### Do this
Rewrite every line of the records below, replacing "Point coordinates" with "Point locations" wherever it occurs and leaving all other text unchanged.

====== Dataset excerpts

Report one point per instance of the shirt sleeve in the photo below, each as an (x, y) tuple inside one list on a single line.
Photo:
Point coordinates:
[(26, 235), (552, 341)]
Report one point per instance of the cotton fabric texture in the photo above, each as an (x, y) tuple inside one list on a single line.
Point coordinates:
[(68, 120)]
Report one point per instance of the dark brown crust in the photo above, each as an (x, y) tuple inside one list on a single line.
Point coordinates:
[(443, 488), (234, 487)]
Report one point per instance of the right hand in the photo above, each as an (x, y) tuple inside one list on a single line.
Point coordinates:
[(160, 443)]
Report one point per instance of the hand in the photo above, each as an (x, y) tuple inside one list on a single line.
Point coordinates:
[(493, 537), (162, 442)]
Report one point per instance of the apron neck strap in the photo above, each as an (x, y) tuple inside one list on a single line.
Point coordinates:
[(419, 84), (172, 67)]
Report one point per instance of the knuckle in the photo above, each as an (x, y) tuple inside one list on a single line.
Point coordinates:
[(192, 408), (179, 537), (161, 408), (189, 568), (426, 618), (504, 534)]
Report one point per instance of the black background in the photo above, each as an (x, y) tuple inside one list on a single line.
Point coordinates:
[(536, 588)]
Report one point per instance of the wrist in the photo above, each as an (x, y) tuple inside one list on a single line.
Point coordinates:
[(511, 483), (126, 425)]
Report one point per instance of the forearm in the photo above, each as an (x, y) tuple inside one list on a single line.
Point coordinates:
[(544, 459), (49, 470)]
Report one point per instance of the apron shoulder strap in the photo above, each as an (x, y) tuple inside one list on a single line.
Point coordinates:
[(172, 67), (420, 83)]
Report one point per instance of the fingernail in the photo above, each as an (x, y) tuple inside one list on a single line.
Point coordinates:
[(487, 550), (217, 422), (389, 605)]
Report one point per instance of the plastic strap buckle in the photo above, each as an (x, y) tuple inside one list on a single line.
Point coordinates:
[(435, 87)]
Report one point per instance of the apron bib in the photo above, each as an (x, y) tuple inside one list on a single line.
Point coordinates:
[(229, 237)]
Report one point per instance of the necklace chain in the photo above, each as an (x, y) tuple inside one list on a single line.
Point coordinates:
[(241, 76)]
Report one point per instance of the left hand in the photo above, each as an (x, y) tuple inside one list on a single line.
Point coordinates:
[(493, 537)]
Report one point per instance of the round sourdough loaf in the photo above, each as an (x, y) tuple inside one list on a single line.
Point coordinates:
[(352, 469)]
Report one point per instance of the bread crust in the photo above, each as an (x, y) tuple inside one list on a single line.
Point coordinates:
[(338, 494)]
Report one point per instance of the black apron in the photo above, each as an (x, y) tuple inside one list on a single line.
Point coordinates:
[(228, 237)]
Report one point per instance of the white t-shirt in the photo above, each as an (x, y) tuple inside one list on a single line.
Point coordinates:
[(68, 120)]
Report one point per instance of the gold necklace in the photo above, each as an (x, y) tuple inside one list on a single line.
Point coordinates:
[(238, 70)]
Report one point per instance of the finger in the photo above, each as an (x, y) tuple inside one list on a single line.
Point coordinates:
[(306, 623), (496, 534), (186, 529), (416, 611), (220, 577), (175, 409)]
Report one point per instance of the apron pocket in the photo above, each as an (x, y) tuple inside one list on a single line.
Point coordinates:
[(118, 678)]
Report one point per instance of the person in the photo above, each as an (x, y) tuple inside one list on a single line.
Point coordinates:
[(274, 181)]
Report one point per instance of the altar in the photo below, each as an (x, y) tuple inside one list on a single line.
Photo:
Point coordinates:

============

### Result for this task
Report one point per instance of the shirt sleeve in the photo below, each as an (x, y) tuple inside one list on a single line.
Photo:
Point locations:
[(26, 235), (552, 341)]
Report one point per instance of the cotton fabric texture in the photo above, each as an (x, y) tuple inside one list on a single line.
Point locations:
[(68, 120)]
Report one point per instance of the dark brown crust in the photo above, each as an (x, y) tuple inside one list on a single line.
Point locations:
[(443, 488), (234, 487)]
Report one point per instance of the right hand in the photo above, each as an (x, y) tuple inside one list on a single line.
Point locations:
[(160, 443)]
Report one point per instance of the hand in the photo above, each as an (x, y) tuple inside one list on a single line.
Point locations:
[(493, 537), (162, 442)]
Report one point per instance of the apron neck strap in the photo above, each as an (x, y) tuple inside one list on a single line.
Point locations:
[(419, 84), (172, 67)]
Report one point per instance of the knuckle in the photo above, each as an (x, y) tuple inside one list on a single line.
Point locations:
[(192, 408), (179, 537), (161, 408), (189, 568), (426, 618), (504, 534)]
Report one point per instance of the black background in the photo above, each as an (x, y) tuple inside one list on a single line.
Point locations:
[(536, 588)]
Report one point per instance of the wrist in the photo above, each as an (x, y) tuple inside one list on a single line.
Point locations:
[(511, 483), (126, 425)]
Report one point per instance of the forearm in the photo above, each as an (x, y) tuple inside one list on a single line.
Point locations:
[(544, 459), (49, 470)]
Report one point per instance of the apron shoulder strap in the photo above, each as an (x, y) tuple inside one list on a single line.
Point locations:
[(172, 67), (420, 83)]
Report one point per instance of the fingernail in the photo above, each as an (x, y) tuple inside one list on a single line.
Point locations:
[(487, 550), (217, 422), (389, 605)]
Report one point per instance of the plastic strap buckle in the photo above, each as an (x, y) tuple inside one list on a single line.
Point locations:
[(435, 87)]
Report one point per instance of the apron bib in the photo above, each as an (x, y) tuple inside one list on a single line.
Point locations:
[(229, 237)]
Report one point per instance of the necklace chain in the photo above, each as an (x, y) tuple inside one list on a single line.
Point locations:
[(241, 76)]
Report one point per instance of the left hand in the photo above, each as an (x, y) tuple inside one list on a single line.
Point locations:
[(493, 537)]
Report one point per instance of the round sourdough loaf in the photo above, each as an (x, y) tuple inside one list on a single line.
Point locations:
[(352, 469)]
Report one point per instance of the bread crust in the photo above, each as an (x, y) tuple inside one list on a single line.
Point locations:
[(338, 494)]
Report one point per instance of the black apron in the photo above, each as an (x, y) tuple inside one list on a single line.
Point locations:
[(228, 237)]
Report one point per instance of the white t-shirt in the photo above, each as an (x, y) tuple inside one list on a single line.
Point locations:
[(68, 120)]
Report one point per instance of the gold necklace in the photo above, each as an (x, y) tuple inside one list on a single line.
Point locations:
[(238, 70)]
Report one point per instance of the finger in the photo above, each as an (x, y) tuple inside one list on a single line.
Point locations:
[(306, 623), (496, 534), (186, 529), (416, 611), (220, 577), (175, 409)]
Report one point per instance of the apron pocket in the photo above, each as an (x, y) tuple inside one list on a single line.
Point locations:
[(118, 678)]
Report one point per instance of the person in the photo above, each as an (x, y) tuple inside one list on a single line.
Point locations:
[(274, 181)]
Report one point per instance of the altar in the photo below, each as an (x, y) tuple inside one list on a single line.
Photo:
Point locations:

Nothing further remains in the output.